■ **Activity**:
Produce a verbatim copy of the entries listed below.

*** Begin section ***

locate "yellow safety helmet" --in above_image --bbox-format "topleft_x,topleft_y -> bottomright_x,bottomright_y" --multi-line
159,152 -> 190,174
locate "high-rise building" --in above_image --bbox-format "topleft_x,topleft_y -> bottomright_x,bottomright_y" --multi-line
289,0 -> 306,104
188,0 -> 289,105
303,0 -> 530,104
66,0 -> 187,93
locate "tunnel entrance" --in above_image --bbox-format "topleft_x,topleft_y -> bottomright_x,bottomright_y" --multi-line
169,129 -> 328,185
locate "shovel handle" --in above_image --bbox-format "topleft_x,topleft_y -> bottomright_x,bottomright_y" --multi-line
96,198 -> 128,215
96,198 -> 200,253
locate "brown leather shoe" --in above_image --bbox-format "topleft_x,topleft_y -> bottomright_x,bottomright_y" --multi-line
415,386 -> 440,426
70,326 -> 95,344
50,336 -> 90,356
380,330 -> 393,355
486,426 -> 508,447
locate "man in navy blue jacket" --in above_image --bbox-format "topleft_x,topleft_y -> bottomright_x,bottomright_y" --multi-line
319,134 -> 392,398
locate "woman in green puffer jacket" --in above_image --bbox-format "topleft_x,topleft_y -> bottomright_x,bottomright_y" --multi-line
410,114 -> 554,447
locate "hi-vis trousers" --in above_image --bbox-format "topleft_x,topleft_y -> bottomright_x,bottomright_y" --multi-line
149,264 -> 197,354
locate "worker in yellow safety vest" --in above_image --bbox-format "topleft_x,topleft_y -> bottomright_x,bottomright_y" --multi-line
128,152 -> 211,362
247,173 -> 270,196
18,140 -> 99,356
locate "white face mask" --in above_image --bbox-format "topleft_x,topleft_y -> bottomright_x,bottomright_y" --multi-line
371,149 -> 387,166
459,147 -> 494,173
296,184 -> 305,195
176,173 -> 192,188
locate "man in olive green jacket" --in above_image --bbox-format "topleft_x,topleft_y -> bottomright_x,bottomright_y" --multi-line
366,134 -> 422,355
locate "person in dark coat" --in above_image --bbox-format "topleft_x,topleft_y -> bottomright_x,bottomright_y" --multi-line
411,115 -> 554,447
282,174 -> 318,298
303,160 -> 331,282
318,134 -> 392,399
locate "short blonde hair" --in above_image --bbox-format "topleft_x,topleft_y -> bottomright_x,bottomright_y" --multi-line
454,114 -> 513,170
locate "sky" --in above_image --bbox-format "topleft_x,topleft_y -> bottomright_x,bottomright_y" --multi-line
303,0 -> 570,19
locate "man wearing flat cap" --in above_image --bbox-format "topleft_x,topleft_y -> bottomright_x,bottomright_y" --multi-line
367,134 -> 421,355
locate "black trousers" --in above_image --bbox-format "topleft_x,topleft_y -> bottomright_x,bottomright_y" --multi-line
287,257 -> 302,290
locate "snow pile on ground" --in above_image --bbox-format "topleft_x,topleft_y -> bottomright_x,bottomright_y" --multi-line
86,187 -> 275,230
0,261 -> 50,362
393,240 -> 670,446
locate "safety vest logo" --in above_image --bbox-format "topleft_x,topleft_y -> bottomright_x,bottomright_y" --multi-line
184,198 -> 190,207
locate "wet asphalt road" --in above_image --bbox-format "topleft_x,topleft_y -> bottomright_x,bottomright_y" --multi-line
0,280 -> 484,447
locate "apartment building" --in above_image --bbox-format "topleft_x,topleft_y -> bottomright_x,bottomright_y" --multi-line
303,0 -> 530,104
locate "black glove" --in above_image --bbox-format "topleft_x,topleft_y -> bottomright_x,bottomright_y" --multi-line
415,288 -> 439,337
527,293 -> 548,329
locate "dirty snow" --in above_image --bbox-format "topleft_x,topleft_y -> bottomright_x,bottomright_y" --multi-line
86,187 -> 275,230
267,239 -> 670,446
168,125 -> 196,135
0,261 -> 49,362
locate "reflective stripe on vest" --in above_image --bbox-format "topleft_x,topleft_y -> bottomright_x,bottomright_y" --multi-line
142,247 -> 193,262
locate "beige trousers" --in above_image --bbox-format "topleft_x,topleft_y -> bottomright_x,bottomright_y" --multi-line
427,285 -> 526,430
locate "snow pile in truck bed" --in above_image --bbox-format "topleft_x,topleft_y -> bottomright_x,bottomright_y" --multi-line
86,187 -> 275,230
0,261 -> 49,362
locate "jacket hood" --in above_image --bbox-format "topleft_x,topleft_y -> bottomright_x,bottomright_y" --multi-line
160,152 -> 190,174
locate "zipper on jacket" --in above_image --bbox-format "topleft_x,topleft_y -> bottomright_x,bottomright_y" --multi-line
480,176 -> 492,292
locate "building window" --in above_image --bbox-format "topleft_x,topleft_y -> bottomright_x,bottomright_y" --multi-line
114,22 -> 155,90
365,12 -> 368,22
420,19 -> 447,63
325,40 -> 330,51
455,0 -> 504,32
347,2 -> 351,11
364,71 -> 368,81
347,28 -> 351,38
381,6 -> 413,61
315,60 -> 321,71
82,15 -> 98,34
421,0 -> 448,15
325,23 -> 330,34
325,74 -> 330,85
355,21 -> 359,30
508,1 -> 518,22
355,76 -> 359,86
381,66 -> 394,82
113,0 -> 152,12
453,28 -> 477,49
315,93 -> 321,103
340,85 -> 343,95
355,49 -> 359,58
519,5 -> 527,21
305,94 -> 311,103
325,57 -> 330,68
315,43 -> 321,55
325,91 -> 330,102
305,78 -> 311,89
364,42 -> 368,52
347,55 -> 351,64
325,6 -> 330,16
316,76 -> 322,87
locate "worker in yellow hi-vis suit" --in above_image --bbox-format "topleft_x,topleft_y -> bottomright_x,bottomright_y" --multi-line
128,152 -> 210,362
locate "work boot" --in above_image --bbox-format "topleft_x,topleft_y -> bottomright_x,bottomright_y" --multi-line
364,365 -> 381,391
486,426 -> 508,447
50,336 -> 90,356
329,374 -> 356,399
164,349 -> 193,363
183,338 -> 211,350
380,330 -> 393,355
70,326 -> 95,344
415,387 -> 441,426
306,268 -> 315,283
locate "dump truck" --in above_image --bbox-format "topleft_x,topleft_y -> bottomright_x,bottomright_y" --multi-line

*** End section ***

■ **Exercise answer**:
locate "yellow safety helmet" --in above_image --bbox-format "topleft_x,topleft_y -> bottomright_x,bottomright_y" --multi-line
159,152 -> 190,174
locate "high-rise building" --in above_image --bbox-format "topleft_x,topleft_y -> bottomright_x,bottomright_y" --multi-line
289,0 -> 306,104
188,0 -> 289,105
303,0 -> 530,104
66,0 -> 187,93
locate "tunnel entrance" --in above_image --bbox-format "topleft_x,topleft_y -> bottomright_x,bottomright_y" --multi-line
169,129 -> 328,185
locate "shovel handle" --in above_image --bbox-format "topleft_x,topleft_y -> bottomright_x,bottomright_y" --multi-line
96,198 -> 128,215
96,198 -> 200,253
locate "brown leather shoe" --in above_image --bbox-format "topleft_x,topleft_y -> bottomright_x,bottomright_y" --multi-line
415,386 -> 440,426
70,326 -> 95,344
50,336 -> 90,356
380,330 -> 393,355
486,426 -> 508,447
locate "man in navy blue jacket" --in above_image --bbox-format "topleft_x,topleft_y -> bottomright_x,bottomright_y" --multi-line
319,134 -> 392,398
locate "woman in green puffer jacket" --in above_image --bbox-format "topleft_x,topleft_y -> bottomright_x,bottomright_y" --multi-line
410,114 -> 554,447
locate "hi-vis trousers" --in above_image --bbox-format "topleft_x,topleft_y -> bottomright_x,bottomright_y" --multi-line
149,264 -> 197,354
locate "worker in yellow safety vest" --in above_image --bbox-format "topleft_x,topleft_y -> bottomright_x,bottomright_y" --multi-line
128,152 -> 211,362
247,173 -> 270,196
18,140 -> 99,356
locate "white face mask" --in above_image --bbox-format "topleft_x,topleft_y -> bottomright_x,bottomright_y" --multi-line
371,149 -> 387,166
459,147 -> 494,173
296,184 -> 305,195
176,173 -> 192,188
locate "man in olive green jacket" --in above_image --bbox-format "topleft_x,topleft_y -> bottomright_x,bottomright_y" --multi-line
366,134 -> 422,355
locate "person in dark coat" --in above_image --bbox-format "topleft_x,topleft_y -> bottomright_x,bottomright_y" --multi-line
411,115 -> 554,447
282,174 -> 318,298
303,160 -> 331,282
318,134 -> 392,399
locate "short blonde hair" --in above_image --bbox-format "topleft_x,topleft_y -> bottomright_x,bottomright_y" --multi-line
454,114 -> 513,170
locate "sky" --in above_image --bbox-format "topleft_x,topleft_y -> bottomright_x,bottomright_y" --multi-line
303,0 -> 570,19
locate "man wearing flat cap" --in above_image --bbox-format "topleft_x,topleft_y -> bottomright_x,bottomright_y" --multi-line
367,134 -> 421,355
locate "black trousers" --in above_image --bbox-format "topleft_x,topleft_y -> bottomright_x,bottomright_y" --multi-line
287,257 -> 302,290
locate "snow pile on ground" --in above_image --bbox-format "topleft_x,topleft_y -> bottomright_x,bottomright_y" --multi-line
86,187 -> 275,230
0,261 -> 50,362
393,240 -> 670,446
locate "safety vest logo" --in above_image --bbox-format "topleft_x,topleft_y -> bottomright_x,bottomright_y" --multi-line
184,198 -> 190,207
locate "wet asphalt road" --in above_image --bbox-format "topleft_x,topleft_y -> bottomright_x,bottomright_y" --multi-line
0,280 -> 484,447
locate "apartment building" --in above_image --bbox-format "topleft_x,topleft_y -> bottomright_x,bottomright_y" --multi-line
303,0 -> 530,104
locate "black glove" --in above_image --bbox-format "topleft_x,topleft_y -> bottomright_x,bottomright_y" --multi-line
415,288 -> 439,337
527,293 -> 548,329
locate "dirty snow" --in above_image --bbox-format "topleft_x,topleft_y -> bottomright_x,bottomright_y" --multi-line
86,187 -> 275,230
267,239 -> 670,446
168,125 -> 196,135
0,261 -> 49,362
locate "reflective stripe on vest" --in above_image --bbox-format "topleft_x,topleft_y -> bottomright_x,bottomright_y" --multi-line
142,247 -> 193,262
locate "beige trousers" --in above_image --bbox-format "topleft_x,topleft_y -> bottomright_x,bottomright_y" --multi-line
427,285 -> 526,430
locate "snow pile in truck bed" --in above_image --bbox-format "topleft_x,topleft_y -> bottomright_x,bottomright_y" --multi-line
86,187 -> 275,230
0,261 -> 49,362
locate "jacket hood" --in above_image --bbox-format "topleft_x,topleft_y -> bottomright_x,bottomright_y" --multi-line
160,152 -> 190,174
locate "zipper on jacket" --in above_image --bbox-format "topleft_x,topleft_y -> bottomright_x,bottomright_y" --multi-line
480,176 -> 492,292
locate "building window" --in above_image --bbox-format "topleft_x,topleft_y -> bottomright_x,bottomright_y" --multi-line
114,22 -> 155,90
365,12 -> 368,22
420,19 -> 447,63
325,40 -> 330,51
455,0 -> 504,32
347,2 -> 351,11
364,71 -> 368,81
347,28 -> 351,38
381,6 -> 413,61
315,60 -> 321,71
82,15 -> 98,34
421,0 -> 448,15
325,23 -> 330,34
325,74 -> 330,85
355,21 -> 359,30
508,1 -> 518,22
355,76 -> 359,86
381,66 -> 394,82
113,0 -> 152,12
453,28 -> 477,49
315,93 -> 321,103
340,85 -> 343,95
355,49 -> 359,58
519,5 -> 527,21
305,94 -> 311,103
325,57 -> 330,68
315,43 -> 321,55
325,91 -> 330,102
305,78 -> 311,89
364,42 -> 368,52
347,55 -> 351,64
325,6 -> 330,16
316,76 -> 322,87
locate "worker in yellow hi-vis suit" --in above_image --bbox-format "topleft_x,topleft_y -> bottomright_x,bottomright_y" --multi-line
128,152 -> 210,362
locate "work boot" --in above_image --bbox-format "topleft_x,topleft_y -> bottomright_x,bottomright_y" --multi-line
364,365 -> 381,391
486,426 -> 508,447
50,336 -> 90,356
329,374 -> 356,399
164,349 -> 193,363
183,338 -> 211,350
380,330 -> 393,355
70,326 -> 95,344
415,387 -> 441,426
306,268 -> 315,283
locate "dump truck" --in above_image --bbox-format "topleft_x,topleft_y -> bottomright_x,bottomright_y" --multi-line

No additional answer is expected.